WHAT NEEDS TO BE DONE: Range to reproduce from the entries below: the line with "target: column capital", the line with "target: white cloud", and every line in between. Give them exactly and give nothing else.
┌──
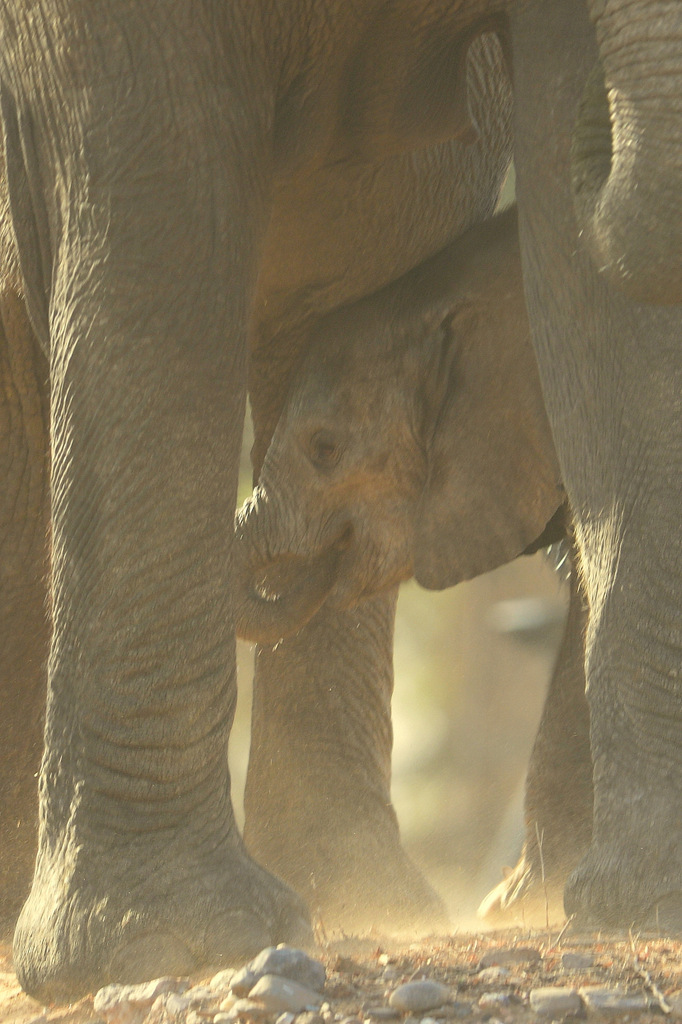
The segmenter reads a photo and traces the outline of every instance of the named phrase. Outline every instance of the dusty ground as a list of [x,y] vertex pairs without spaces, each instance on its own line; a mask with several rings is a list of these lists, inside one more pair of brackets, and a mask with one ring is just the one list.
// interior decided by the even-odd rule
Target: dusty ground
[[[497,956],[495,955],[497,951]],[[567,966],[566,953],[593,958],[587,968]],[[598,1014],[583,1009],[577,1016],[588,1021],[651,1022],[664,1015],[675,1019],[682,1008],[671,1012],[670,997],[682,988],[682,943],[642,935],[570,936],[519,930],[456,934],[412,945],[393,946],[380,941],[350,942],[329,946],[316,954],[327,967],[326,1003],[320,1014],[300,1015],[301,1024],[329,1024],[333,1021],[416,1024],[419,1018],[435,1018],[437,1024],[451,1021],[489,1024],[533,1024],[537,1014],[529,1006],[529,993],[542,986],[584,985],[619,987],[644,994],[651,1003],[645,1011],[615,1010]],[[501,961],[481,974],[481,968]],[[451,999],[445,1006],[415,1017],[392,1014],[387,995],[404,981],[430,978],[445,983]],[[205,979],[192,979],[199,983]],[[277,1015],[270,1019],[274,1021]],[[183,1024],[185,1015],[175,1018]],[[207,1024],[212,1017],[206,1016]],[[568,1018],[575,1020],[576,1017]],[[69,1007],[42,1007],[25,996],[12,971],[11,953],[0,947],[0,1022],[2,1024],[94,1024],[100,1021],[91,999]]]

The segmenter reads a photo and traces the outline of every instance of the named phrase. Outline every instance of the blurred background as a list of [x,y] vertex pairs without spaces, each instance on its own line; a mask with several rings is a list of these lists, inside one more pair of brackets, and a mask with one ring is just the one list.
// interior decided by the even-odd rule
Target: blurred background
[[[240,502],[251,493],[247,429]],[[411,582],[398,601],[393,800],[405,846],[471,927],[481,899],[513,866],[523,835],[526,766],[567,609],[544,553],[450,590]],[[239,642],[230,741],[243,822],[253,649]],[[478,925],[480,927],[480,924]]]

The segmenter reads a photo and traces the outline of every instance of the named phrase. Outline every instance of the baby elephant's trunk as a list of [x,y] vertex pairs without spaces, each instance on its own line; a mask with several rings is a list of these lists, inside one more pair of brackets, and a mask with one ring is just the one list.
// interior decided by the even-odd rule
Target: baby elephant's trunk
[[258,490],[235,519],[234,581],[237,635],[274,645],[301,629],[334,586],[342,545],[303,556],[273,552],[273,524]]

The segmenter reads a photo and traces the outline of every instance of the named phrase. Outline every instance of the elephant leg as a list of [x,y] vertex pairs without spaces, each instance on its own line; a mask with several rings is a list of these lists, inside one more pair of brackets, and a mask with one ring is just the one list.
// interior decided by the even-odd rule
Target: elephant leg
[[679,930],[682,312],[611,290],[576,227],[571,136],[596,60],[584,4],[520,5],[511,32],[526,295],[589,616],[593,829],[565,907]]
[[40,260],[51,283],[49,302],[33,299],[49,311],[53,637],[14,961],[52,1001],[243,962],[310,930],[302,901],[247,855],[227,767],[247,318],[268,194],[267,124],[239,77],[244,27],[229,5],[164,6],[161,45],[146,5],[105,25],[78,5],[49,26],[42,7],[28,27],[13,10],[17,45],[49,36],[59,57],[34,55],[3,96],[11,201],[34,214],[33,231],[16,218],[22,267]]
[[0,928],[33,873],[50,639],[47,360],[22,300],[0,297]]
[[393,592],[323,606],[256,653],[245,839],[327,930],[445,924],[391,805],[395,603]]
[[590,716],[585,697],[585,599],[575,567],[557,661],[528,765],[526,832],[513,871],[486,896],[480,915],[544,924],[563,913],[563,890],[592,834]]

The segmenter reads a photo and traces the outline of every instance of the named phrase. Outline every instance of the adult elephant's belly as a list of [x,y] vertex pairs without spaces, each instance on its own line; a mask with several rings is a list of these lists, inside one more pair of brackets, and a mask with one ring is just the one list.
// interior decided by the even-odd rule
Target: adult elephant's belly
[[256,306],[257,333],[380,288],[495,206],[511,156],[511,99],[497,45],[470,64],[477,137],[382,161],[304,166],[275,189]]

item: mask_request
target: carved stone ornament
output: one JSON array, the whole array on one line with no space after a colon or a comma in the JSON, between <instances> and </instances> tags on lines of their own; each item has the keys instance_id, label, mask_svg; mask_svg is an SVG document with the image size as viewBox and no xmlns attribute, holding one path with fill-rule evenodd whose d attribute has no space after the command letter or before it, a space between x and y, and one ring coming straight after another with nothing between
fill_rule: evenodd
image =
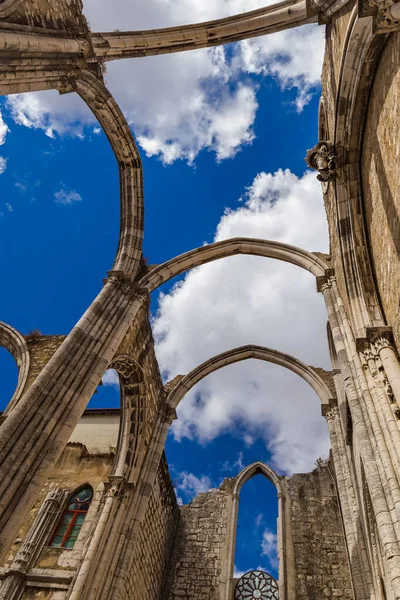
<instances>
[{"instance_id":1,"label":"carved stone ornament","mask_svg":"<svg viewBox=\"0 0 400 600\"><path fill-rule=\"evenodd\" d=\"M317 179L325 187L333 179L336 173L336 154L331 142L321 140L314 148L308 150L305 161L307 165L318 171Z\"/></svg>"}]
</instances>

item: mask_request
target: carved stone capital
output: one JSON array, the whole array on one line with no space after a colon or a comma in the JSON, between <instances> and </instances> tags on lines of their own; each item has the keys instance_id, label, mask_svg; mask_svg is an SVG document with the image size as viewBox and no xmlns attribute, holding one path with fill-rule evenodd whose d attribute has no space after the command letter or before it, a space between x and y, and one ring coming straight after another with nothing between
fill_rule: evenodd
<instances>
[{"instance_id":1,"label":"carved stone capital","mask_svg":"<svg viewBox=\"0 0 400 600\"><path fill-rule=\"evenodd\" d=\"M163 422L167 423L168 425L172 425L172 423L178 418L175 408L173 408L169 404L164 404L162 407L162 411Z\"/></svg>"},{"instance_id":2,"label":"carved stone capital","mask_svg":"<svg viewBox=\"0 0 400 600\"><path fill-rule=\"evenodd\" d=\"M140 287L136 281L132 281L132 279L126 277L123 271L108 271L107 279L104 279L103 282L104 284L113 283L124 294L149 295L147 288Z\"/></svg>"},{"instance_id":3,"label":"carved stone capital","mask_svg":"<svg viewBox=\"0 0 400 600\"><path fill-rule=\"evenodd\" d=\"M324 187L336 174L336 153L334 146L327 140L320 140L313 148L307 151L305 161L310 169L318 171L317 179Z\"/></svg>"},{"instance_id":4,"label":"carved stone capital","mask_svg":"<svg viewBox=\"0 0 400 600\"><path fill-rule=\"evenodd\" d=\"M322 416L325 417L327 421L333 419L337 414L339 414L339 407L336 398L330 398L329 404L323 404L321 406Z\"/></svg>"},{"instance_id":5,"label":"carved stone capital","mask_svg":"<svg viewBox=\"0 0 400 600\"><path fill-rule=\"evenodd\" d=\"M367 327L366 336L378 354L384 348L395 349L391 327Z\"/></svg>"},{"instance_id":6,"label":"carved stone capital","mask_svg":"<svg viewBox=\"0 0 400 600\"><path fill-rule=\"evenodd\" d=\"M325 419L327 421L330 421L331 419L336 419L336 417L338 415L339 415L339 407L338 406L330 406L329 410L323 416L325 417Z\"/></svg>"},{"instance_id":7,"label":"carved stone capital","mask_svg":"<svg viewBox=\"0 0 400 600\"><path fill-rule=\"evenodd\" d=\"M356 348L367 362L371 359L375 360L375 353L368 338L356 338Z\"/></svg>"},{"instance_id":8,"label":"carved stone capital","mask_svg":"<svg viewBox=\"0 0 400 600\"><path fill-rule=\"evenodd\" d=\"M335 271L334 269L326 269L324 275L320 275L316 278L317 281L317 292L324 292L331 287L332 280L334 280Z\"/></svg>"}]
</instances>

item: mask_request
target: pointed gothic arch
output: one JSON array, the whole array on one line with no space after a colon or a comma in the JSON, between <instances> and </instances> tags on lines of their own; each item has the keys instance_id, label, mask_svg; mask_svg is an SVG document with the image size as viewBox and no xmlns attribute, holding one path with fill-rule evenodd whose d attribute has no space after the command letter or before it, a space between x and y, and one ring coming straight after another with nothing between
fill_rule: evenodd
<instances>
[{"instance_id":1,"label":"pointed gothic arch","mask_svg":"<svg viewBox=\"0 0 400 600\"><path fill-rule=\"evenodd\" d=\"M313 367L306 365L290 354L256 345L233 348L206 360L177 383L168 394L167 404L175 409L185 394L201 379L218 369L222 369L222 367L250 358L264 360L293 371L313 388L321 400L323 410L329 408L334 394Z\"/></svg>"},{"instance_id":2,"label":"pointed gothic arch","mask_svg":"<svg viewBox=\"0 0 400 600\"><path fill-rule=\"evenodd\" d=\"M29 374L30 354L25 338L19 331L0 321L0 346L5 348L13 357L18 367L18 383L4 414L8 414L21 398Z\"/></svg>"},{"instance_id":3,"label":"pointed gothic arch","mask_svg":"<svg viewBox=\"0 0 400 600\"><path fill-rule=\"evenodd\" d=\"M236 548L236 528L239 513L240 491L243 485L252 479L255 475L264 475L276 488L278 497L278 558L279 558L279 598L280 600L295 599L295 582L293 581L293 569L288 569L288 563L292 560L293 540L290 527L287 526L285 515L286 495L284 487L281 484L281 477L266 463L257 461L245 467L233 480L231 492L231 506L229 511L228 524L228 560L226 561L226 572L223 579L226 581L223 600L233 598L234 589L234 561Z\"/></svg>"},{"instance_id":4,"label":"pointed gothic arch","mask_svg":"<svg viewBox=\"0 0 400 600\"><path fill-rule=\"evenodd\" d=\"M189 252L157 265L140 279L139 285L150 293L180 273L220 258L238 254L282 260L309 271L317 279L332 273L332 270L319 256L297 246L271 240L238 237L189 250Z\"/></svg>"},{"instance_id":5,"label":"pointed gothic arch","mask_svg":"<svg viewBox=\"0 0 400 600\"><path fill-rule=\"evenodd\" d=\"M111 475L129 483L137 480L146 436L146 385L143 370L128 354L119 354L110 364L119 376L121 420Z\"/></svg>"}]
</instances>

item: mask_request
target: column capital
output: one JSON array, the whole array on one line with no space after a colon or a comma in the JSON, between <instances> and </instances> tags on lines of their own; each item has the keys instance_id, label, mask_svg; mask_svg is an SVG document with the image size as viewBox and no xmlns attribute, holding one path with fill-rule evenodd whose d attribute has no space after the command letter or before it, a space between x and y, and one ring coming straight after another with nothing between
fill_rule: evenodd
<instances>
[{"instance_id":1,"label":"column capital","mask_svg":"<svg viewBox=\"0 0 400 600\"><path fill-rule=\"evenodd\" d=\"M168 425L172 425L173 421L175 421L178 418L175 408L173 408L169 404L163 404L161 410L163 413L162 420L164 423L168 423Z\"/></svg>"},{"instance_id":2,"label":"column capital","mask_svg":"<svg viewBox=\"0 0 400 600\"><path fill-rule=\"evenodd\" d=\"M395 350L391 327L367 327L365 333L367 340L373 345L377 353L383 348Z\"/></svg>"},{"instance_id":3,"label":"column capital","mask_svg":"<svg viewBox=\"0 0 400 600\"><path fill-rule=\"evenodd\" d=\"M339 407L336 398L330 398L329 404L322 404L321 406L322 416L325 417L327 421L332 419L334 416L339 414Z\"/></svg>"},{"instance_id":4,"label":"column capital","mask_svg":"<svg viewBox=\"0 0 400 600\"><path fill-rule=\"evenodd\" d=\"M136 281L133 281L130 277L126 277L123 271L107 271L107 278L103 279L103 283L104 285L106 283L113 283L124 294L135 293L135 295L149 296L149 290L147 288L140 287Z\"/></svg>"},{"instance_id":5,"label":"column capital","mask_svg":"<svg viewBox=\"0 0 400 600\"><path fill-rule=\"evenodd\" d=\"M335 277L334 269L325 269L323 275L316 277L317 281L317 292L324 292L326 289L331 287L331 281Z\"/></svg>"}]
</instances>

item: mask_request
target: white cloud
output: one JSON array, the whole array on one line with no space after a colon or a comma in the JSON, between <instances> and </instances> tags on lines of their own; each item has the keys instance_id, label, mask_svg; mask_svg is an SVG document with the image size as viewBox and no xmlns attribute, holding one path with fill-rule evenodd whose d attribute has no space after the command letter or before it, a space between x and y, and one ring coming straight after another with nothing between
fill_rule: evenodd
<instances>
[{"instance_id":1,"label":"white cloud","mask_svg":"<svg viewBox=\"0 0 400 600\"><path fill-rule=\"evenodd\" d=\"M178 492L182 492L186 498L192 499L202 492L208 492L211 489L211 480L206 475L196 477L193 473L183 471L179 473L175 480L175 487Z\"/></svg>"},{"instance_id":2,"label":"white cloud","mask_svg":"<svg viewBox=\"0 0 400 600\"><path fill-rule=\"evenodd\" d=\"M82 196L74 190L61 189L54 194L54 199L57 204L74 204L81 202Z\"/></svg>"},{"instance_id":3,"label":"white cloud","mask_svg":"<svg viewBox=\"0 0 400 600\"><path fill-rule=\"evenodd\" d=\"M6 136L9 131L10 130L9 130L8 126L6 125L6 123L4 122L3 115L1 114L1 111L0 111L0 146L2 146L4 144L4 142L6 141Z\"/></svg>"},{"instance_id":4,"label":"white cloud","mask_svg":"<svg viewBox=\"0 0 400 600\"><path fill-rule=\"evenodd\" d=\"M107 369L101 381L103 382L103 385L111 385L113 387L119 388L118 373L117 371L114 371L114 369Z\"/></svg>"},{"instance_id":5,"label":"white cloud","mask_svg":"<svg viewBox=\"0 0 400 600\"><path fill-rule=\"evenodd\" d=\"M270 529L265 529L261 542L261 552L267 557L269 565L276 569L278 567L278 538L276 533Z\"/></svg>"},{"instance_id":6,"label":"white cloud","mask_svg":"<svg viewBox=\"0 0 400 600\"><path fill-rule=\"evenodd\" d=\"M60 95L54 90L8 96L7 106L15 123L42 129L50 138L56 133L82 138L84 124L94 121L77 94Z\"/></svg>"},{"instance_id":7,"label":"white cloud","mask_svg":"<svg viewBox=\"0 0 400 600\"><path fill-rule=\"evenodd\" d=\"M283 89L297 88L295 103L301 112L321 79L323 50L324 29L306 25L244 40L237 60L247 73L273 75Z\"/></svg>"},{"instance_id":8,"label":"white cloud","mask_svg":"<svg viewBox=\"0 0 400 600\"><path fill-rule=\"evenodd\" d=\"M320 184L313 173L259 173L237 210L221 218L215 240L245 236L327 251ZM161 295L154 320L157 357L168 379L244 344L292 354L329 368L327 315L315 279L293 265L236 256L203 265ZM178 407L177 440L201 442L233 432L247 444L263 439L286 472L313 468L326 454L320 401L295 374L261 361L225 367L195 386Z\"/></svg>"},{"instance_id":9,"label":"white cloud","mask_svg":"<svg viewBox=\"0 0 400 600\"><path fill-rule=\"evenodd\" d=\"M272 3L272 2L271 2ZM268 2L267 2L268 4ZM199 22L264 6L262 0L86 0L93 30L154 28ZM106 83L148 156L167 164L193 162L207 149L217 160L252 142L260 79L272 75L297 89L297 109L309 101L322 68L323 30L291 29L226 47L107 64ZM10 96L17 123L82 136L93 116L75 94Z\"/></svg>"},{"instance_id":10,"label":"white cloud","mask_svg":"<svg viewBox=\"0 0 400 600\"><path fill-rule=\"evenodd\" d=\"M0 156L0 175L4 173L7 167L7 159L3 156Z\"/></svg>"},{"instance_id":11,"label":"white cloud","mask_svg":"<svg viewBox=\"0 0 400 600\"><path fill-rule=\"evenodd\" d=\"M13 207L9 202L6 202L6 208L7 208L8 212L13 212Z\"/></svg>"}]
</instances>

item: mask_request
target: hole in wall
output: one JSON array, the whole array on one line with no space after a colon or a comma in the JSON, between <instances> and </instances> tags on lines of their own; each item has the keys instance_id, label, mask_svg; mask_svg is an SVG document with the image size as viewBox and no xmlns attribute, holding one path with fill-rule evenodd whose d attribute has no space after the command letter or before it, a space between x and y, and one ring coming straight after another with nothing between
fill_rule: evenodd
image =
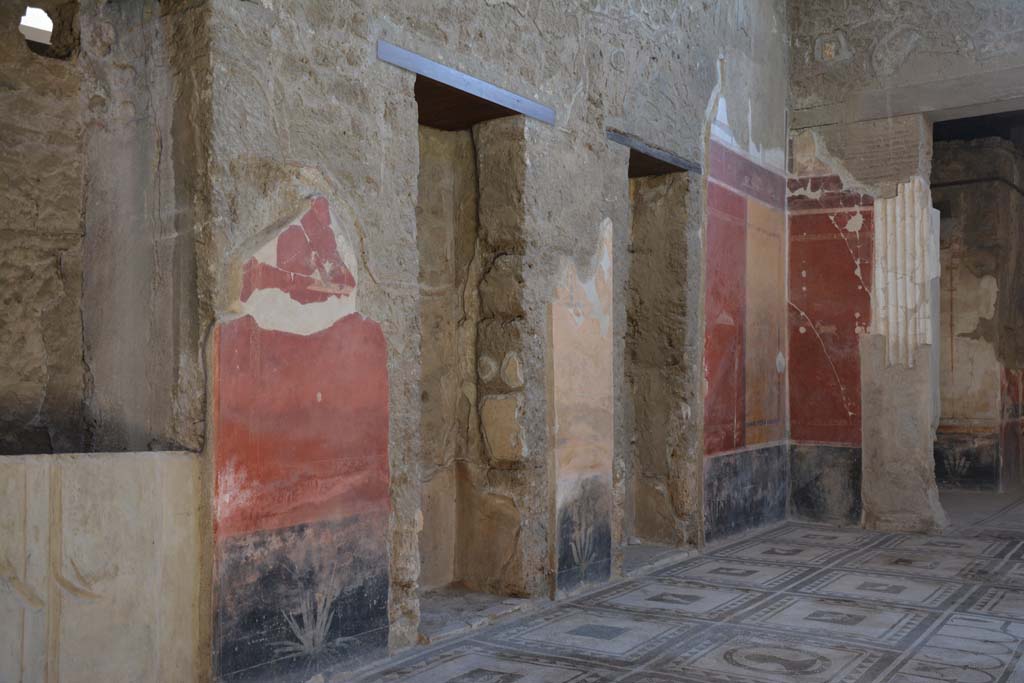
└──
RESPONSE FOR THIS EXERCISE:
target: column capital
output: one JSON array, the whole array on one line with no space after a colon or a comma in the JSON, between <instances> and </instances> tags on lines of their own; each item has the keys instance_id, label, mask_svg; mask_svg is an SVG document with the image size as viewBox and no xmlns attribute, holding one path with fill-rule evenodd whose d attribute has no space after the command letter or before it, a space between x and y, and one ring coming straight after another with nothing between
fill_rule: evenodd
<instances>
[{"instance_id":1,"label":"column capital","mask_svg":"<svg viewBox=\"0 0 400 600\"><path fill-rule=\"evenodd\" d=\"M168 425L172 425L173 421L175 421L178 418L175 408L173 408L169 404L163 404L161 410L163 413L162 420L164 423L168 423Z\"/></svg>"},{"instance_id":2,"label":"column capital","mask_svg":"<svg viewBox=\"0 0 400 600\"><path fill-rule=\"evenodd\" d=\"M395 350L391 327L367 327L365 333L367 340L373 345L377 353L383 348Z\"/></svg>"},{"instance_id":3,"label":"column capital","mask_svg":"<svg viewBox=\"0 0 400 600\"><path fill-rule=\"evenodd\" d=\"M339 407L336 398L330 398L329 404L322 404L321 406L322 416L325 417L327 421L332 419L334 416L339 414Z\"/></svg>"},{"instance_id":4,"label":"column capital","mask_svg":"<svg viewBox=\"0 0 400 600\"><path fill-rule=\"evenodd\" d=\"M136 281L133 281L130 277L126 277L123 271L107 271L107 278L103 279L103 283L104 285L106 283L113 283L124 294L135 293L135 295L149 296L149 290L147 288L140 287Z\"/></svg>"},{"instance_id":5,"label":"column capital","mask_svg":"<svg viewBox=\"0 0 400 600\"><path fill-rule=\"evenodd\" d=\"M335 277L334 269L325 269L323 275L316 277L317 281L317 292L324 292L326 289L331 287L331 281Z\"/></svg>"}]
</instances>

item: mask_request
target: white cloud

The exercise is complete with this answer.